= TASK TO CARRY OUT =
Copy each of the rows below without changing a single character.

(Location identification entries)
■ ■ ■

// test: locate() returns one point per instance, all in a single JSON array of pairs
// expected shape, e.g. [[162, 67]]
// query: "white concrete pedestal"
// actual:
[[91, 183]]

■ ■ ■

= CORRECT ANSWER =
// test: locate() returns one point per instance, all in a single JSON array of pairs
// expected shape, e.g. [[162, 67]]
// query: "white concrete pedestal"
// actual:
[[91, 183]]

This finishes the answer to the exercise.